While the above still may waste space needlessly, it is nowhere near as bad as my original diagram suggested... though I'd definitely look into "assigning by reference" with python when I get to this part of the code. At least one target of my conversion activity is basically The Great Hungarian Defining Dictionary (not an accurate translation of its name, but it describes fairly well what it is). Basically 100 MB of RTF, with only a few small pictures here and there... and potentially my way of wanting to convert this could easily have over 100,000 intra-document links.

Also, keep in mind, not treating links with "link open here" and "link end here" sort of solutions works to include links under the automatic formatting refactoring umbrella. Something though that has no relevance to annotations and footnotes, on account of those being "one dimensionally referenced" (insert here, as opposed to span this length).

+ + + +

_CHALLENGES_
1. List every phrase the RTF conversion post puts in quotation marks.
2. Write the next few sentences of the RTF conversion post.

_DATA PROVIDED_

+ + + +

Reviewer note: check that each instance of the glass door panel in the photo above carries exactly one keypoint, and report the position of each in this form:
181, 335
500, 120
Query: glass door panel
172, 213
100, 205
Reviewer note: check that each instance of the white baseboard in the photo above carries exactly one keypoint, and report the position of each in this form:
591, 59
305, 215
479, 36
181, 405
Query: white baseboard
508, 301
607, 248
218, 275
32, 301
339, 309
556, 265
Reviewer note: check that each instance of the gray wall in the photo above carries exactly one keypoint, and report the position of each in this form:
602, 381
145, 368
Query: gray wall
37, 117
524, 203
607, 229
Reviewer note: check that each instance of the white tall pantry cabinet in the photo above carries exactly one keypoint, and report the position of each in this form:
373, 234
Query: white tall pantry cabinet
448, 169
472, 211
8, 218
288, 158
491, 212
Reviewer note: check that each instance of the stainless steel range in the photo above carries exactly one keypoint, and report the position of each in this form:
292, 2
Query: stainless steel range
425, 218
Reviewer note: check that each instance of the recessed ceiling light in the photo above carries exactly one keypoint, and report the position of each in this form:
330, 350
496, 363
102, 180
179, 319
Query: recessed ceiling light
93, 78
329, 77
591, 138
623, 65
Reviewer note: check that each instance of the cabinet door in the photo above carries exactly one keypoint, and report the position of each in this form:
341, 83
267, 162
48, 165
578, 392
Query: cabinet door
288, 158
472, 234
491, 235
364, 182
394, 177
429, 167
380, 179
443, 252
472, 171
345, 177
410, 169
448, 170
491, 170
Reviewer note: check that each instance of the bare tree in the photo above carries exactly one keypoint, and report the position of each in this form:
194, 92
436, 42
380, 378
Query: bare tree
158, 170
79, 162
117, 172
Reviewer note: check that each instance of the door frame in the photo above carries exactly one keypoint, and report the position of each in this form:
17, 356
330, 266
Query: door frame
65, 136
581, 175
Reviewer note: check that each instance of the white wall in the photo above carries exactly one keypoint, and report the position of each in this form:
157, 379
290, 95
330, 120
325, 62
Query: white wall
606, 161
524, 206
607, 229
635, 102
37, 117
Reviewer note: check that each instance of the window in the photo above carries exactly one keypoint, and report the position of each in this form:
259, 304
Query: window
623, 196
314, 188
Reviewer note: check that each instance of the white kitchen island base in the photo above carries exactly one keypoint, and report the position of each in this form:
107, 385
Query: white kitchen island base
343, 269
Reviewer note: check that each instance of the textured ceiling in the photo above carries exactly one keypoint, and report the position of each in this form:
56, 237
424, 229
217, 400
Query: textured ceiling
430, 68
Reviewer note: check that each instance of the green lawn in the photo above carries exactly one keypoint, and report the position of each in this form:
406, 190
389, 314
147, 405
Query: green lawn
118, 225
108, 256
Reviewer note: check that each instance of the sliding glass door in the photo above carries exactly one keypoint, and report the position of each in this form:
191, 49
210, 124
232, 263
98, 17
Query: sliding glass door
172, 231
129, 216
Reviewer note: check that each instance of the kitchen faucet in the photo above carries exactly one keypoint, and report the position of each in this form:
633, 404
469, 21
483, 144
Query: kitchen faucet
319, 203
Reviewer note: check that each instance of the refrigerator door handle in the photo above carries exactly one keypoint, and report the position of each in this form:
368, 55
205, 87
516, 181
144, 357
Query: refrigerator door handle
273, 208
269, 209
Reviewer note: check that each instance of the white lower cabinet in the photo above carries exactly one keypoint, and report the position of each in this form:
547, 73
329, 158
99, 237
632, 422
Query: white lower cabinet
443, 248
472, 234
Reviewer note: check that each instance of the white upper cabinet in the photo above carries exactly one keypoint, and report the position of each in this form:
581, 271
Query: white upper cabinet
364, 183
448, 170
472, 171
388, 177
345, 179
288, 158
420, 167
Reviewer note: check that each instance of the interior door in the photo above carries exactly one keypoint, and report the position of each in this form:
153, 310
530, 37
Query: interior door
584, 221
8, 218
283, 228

+ + + +

_THE RESPONSES_
1.
"assigning by reference"
"link open here"
"link end here"
"one dimensionally referenced"

2.
I think the main reason for my wanting to have these three in additional parallel streams, in a way, is to be able to arbitrarily alter the main text without having to make my code do contortions to ignore the fact that (for a lot of practical considerations) a footnote does not really come between two characters of the main body text.

Quote:

Originally Posted by ekaser

Other than that, I think you're definitely on the right track!

Thanks. It's good to have constructive feedback!

I'm just sorry I won't really have time to get any meaningful work done on this until next week. But as I manage, I'll definitely update you of whatever developments/discoveries/realizations/thoughts along the way.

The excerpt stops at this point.